What is needed here is an exact repetition of the records below, beginning at the line that has "Objective — one dot per instance of the white face" and stopping after the line that has "Objective — one dot per instance of the wristwatch.".

**Natural language region descriptions**
▼

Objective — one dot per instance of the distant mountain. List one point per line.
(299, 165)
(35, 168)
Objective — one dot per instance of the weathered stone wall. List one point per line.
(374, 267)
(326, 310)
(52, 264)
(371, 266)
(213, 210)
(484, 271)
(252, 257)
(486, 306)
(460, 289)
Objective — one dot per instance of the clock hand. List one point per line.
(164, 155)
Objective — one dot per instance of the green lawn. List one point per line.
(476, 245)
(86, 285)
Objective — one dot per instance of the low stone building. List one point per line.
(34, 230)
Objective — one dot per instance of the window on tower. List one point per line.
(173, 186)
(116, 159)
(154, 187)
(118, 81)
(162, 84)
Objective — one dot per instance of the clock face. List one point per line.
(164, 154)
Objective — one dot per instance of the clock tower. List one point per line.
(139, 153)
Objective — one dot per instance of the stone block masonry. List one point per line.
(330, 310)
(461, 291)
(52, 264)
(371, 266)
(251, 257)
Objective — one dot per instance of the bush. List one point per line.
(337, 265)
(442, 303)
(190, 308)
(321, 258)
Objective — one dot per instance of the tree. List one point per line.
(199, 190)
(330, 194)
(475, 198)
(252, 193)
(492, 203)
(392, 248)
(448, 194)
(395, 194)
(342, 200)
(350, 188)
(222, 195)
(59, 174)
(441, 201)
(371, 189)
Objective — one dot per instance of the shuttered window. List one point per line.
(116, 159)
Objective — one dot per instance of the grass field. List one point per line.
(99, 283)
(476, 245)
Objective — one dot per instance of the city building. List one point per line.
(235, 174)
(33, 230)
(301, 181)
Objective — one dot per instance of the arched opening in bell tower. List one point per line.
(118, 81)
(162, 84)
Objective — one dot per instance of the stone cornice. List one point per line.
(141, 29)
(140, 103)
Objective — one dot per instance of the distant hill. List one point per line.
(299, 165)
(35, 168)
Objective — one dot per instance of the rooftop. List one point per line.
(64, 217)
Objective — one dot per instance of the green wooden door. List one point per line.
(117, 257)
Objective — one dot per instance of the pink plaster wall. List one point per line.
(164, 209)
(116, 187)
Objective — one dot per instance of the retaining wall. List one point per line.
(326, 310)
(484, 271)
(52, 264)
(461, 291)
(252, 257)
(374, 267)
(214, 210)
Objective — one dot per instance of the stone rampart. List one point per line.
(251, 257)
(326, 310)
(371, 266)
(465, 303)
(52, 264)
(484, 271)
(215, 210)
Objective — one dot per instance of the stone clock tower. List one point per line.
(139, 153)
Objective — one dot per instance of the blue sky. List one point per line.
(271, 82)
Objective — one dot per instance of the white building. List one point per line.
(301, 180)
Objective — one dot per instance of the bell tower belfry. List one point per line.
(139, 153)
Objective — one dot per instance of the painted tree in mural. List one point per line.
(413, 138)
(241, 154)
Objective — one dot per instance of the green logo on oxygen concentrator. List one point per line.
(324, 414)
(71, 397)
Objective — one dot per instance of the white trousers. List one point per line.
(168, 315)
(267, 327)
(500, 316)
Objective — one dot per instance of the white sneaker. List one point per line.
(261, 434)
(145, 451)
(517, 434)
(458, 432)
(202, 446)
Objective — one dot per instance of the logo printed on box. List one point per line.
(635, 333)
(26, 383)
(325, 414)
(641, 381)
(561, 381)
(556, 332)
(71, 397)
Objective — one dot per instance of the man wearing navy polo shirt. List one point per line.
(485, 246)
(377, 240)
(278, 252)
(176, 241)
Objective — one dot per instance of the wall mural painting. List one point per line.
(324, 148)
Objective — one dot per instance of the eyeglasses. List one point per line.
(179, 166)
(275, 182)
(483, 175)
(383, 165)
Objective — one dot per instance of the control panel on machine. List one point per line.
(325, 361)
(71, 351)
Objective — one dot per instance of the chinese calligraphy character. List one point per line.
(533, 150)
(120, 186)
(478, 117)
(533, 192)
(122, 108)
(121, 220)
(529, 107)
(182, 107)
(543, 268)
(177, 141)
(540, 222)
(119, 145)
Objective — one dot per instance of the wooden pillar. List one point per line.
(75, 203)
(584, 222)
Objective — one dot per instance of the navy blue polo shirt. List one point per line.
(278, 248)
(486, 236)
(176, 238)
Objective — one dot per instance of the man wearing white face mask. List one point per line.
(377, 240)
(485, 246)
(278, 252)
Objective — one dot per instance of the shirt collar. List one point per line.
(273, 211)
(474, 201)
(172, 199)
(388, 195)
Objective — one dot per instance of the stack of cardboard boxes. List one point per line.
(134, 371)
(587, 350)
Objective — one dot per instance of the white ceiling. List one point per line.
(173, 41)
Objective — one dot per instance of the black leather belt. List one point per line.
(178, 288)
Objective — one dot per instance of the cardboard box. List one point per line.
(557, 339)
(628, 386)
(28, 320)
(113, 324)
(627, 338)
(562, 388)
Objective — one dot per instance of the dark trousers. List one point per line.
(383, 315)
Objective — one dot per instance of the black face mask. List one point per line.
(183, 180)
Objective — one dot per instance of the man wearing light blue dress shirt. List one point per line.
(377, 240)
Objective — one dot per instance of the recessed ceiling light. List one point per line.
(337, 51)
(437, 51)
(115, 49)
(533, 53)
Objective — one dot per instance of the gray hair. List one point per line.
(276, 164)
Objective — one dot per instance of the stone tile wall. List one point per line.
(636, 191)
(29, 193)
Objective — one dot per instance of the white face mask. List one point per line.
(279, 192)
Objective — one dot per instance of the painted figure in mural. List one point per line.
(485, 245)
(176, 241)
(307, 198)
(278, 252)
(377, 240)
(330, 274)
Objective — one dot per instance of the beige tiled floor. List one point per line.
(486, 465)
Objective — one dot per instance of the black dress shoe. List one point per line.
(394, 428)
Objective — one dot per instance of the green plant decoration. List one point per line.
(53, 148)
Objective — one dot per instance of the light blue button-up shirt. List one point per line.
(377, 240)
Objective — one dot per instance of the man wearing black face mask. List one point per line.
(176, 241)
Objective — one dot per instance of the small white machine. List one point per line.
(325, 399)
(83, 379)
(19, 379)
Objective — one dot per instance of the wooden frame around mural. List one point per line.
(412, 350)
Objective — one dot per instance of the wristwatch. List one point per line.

▲
▼

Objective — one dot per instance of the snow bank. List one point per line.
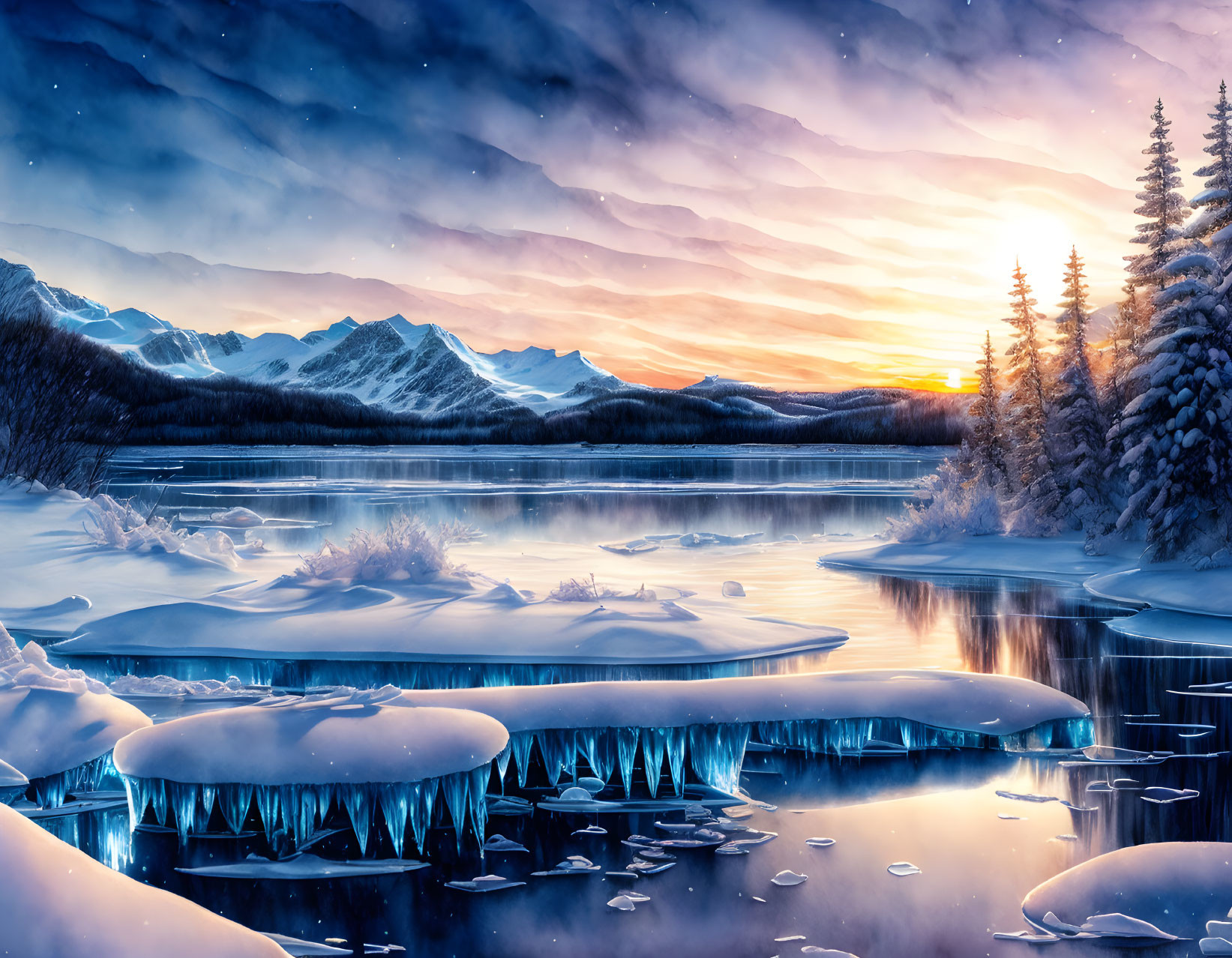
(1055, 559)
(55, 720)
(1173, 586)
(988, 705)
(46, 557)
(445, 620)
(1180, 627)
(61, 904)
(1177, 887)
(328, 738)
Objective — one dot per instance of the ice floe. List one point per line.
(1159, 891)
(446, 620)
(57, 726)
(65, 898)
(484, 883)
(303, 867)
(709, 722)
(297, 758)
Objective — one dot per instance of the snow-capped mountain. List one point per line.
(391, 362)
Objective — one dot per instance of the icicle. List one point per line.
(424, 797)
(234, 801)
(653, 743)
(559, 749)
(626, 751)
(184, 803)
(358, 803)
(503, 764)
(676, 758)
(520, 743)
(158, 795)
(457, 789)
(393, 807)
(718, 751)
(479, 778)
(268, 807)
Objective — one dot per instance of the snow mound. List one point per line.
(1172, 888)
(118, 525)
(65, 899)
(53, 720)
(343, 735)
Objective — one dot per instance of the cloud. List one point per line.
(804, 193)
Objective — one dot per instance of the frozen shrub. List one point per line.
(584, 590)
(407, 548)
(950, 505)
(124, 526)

▲
▼

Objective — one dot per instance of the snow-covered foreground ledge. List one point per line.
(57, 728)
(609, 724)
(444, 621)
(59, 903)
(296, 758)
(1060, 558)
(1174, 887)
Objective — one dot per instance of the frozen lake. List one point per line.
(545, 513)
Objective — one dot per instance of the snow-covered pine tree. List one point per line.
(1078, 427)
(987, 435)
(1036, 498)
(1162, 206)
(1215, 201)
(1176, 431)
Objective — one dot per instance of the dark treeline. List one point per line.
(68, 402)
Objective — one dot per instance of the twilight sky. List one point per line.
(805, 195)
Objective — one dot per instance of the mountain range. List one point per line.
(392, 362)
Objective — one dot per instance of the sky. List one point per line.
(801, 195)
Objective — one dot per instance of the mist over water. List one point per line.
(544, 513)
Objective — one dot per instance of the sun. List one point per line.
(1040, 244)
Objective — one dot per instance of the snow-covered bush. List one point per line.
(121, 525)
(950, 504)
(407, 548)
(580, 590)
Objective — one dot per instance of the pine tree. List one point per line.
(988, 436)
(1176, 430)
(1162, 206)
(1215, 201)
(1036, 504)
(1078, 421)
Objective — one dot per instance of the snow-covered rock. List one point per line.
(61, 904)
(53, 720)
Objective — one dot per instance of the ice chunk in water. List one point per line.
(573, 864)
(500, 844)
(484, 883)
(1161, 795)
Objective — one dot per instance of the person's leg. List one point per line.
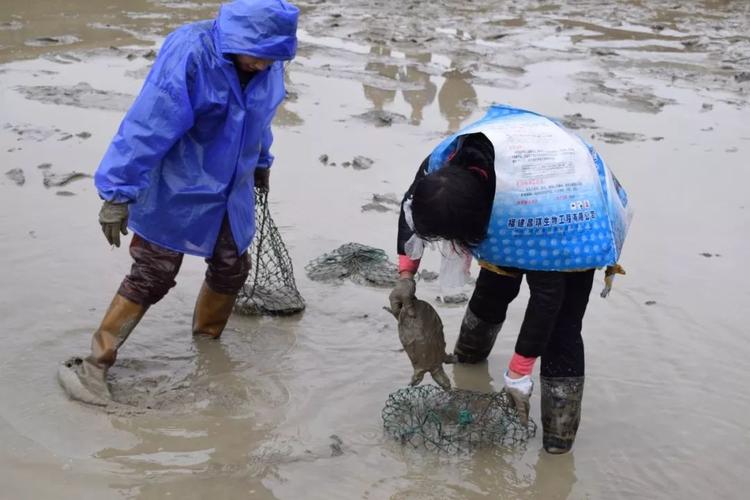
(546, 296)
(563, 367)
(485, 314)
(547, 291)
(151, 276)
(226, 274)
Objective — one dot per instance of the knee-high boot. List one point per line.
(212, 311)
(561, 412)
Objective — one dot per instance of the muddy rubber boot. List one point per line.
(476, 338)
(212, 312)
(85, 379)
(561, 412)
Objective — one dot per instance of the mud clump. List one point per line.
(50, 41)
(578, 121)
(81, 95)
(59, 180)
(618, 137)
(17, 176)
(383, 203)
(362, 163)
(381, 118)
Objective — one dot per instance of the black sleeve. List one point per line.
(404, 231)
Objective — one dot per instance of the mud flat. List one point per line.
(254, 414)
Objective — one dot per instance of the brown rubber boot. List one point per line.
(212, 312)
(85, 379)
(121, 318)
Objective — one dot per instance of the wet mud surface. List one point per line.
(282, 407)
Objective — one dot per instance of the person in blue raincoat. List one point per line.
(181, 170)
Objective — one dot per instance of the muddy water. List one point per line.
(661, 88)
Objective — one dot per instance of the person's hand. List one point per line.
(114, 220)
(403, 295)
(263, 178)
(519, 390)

▲

**RESULT FOR THIS EXERCISE**
Objective — one dot per instance of the white face mask. List one point per line.
(279, 192)
Objective — one dot per instance of the painted figure in mural. List one point per line.
(485, 245)
(176, 241)
(307, 198)
(278, 252)
(377, 240)
(330, 274)
Objective — one dot per instance of the beige tiled floor. List one point per line.
(486, 465)
Objective — one dot per instance of the black dress shoe. List one point per line.
(394, 428)
Objective — one dot per instance of the green plant decoration. List one point per line.
(53, 148)
Objective — one dot per instance of the light blue button-up shirt. List one point per line.
(377, 240)
Objective — one dot per instance of the man wearing black face mask. List one point per line.
(176, 241)
Objective — one dot per instance of the small white machine. List one point per line.
(325, 399)
(83, 379)
(19, 379)
Objective — one dot per instance of the wooden frame around mural. List one point per line.
(412, 350)
Objective — one dot per instance of the wristwatch. List one point per line.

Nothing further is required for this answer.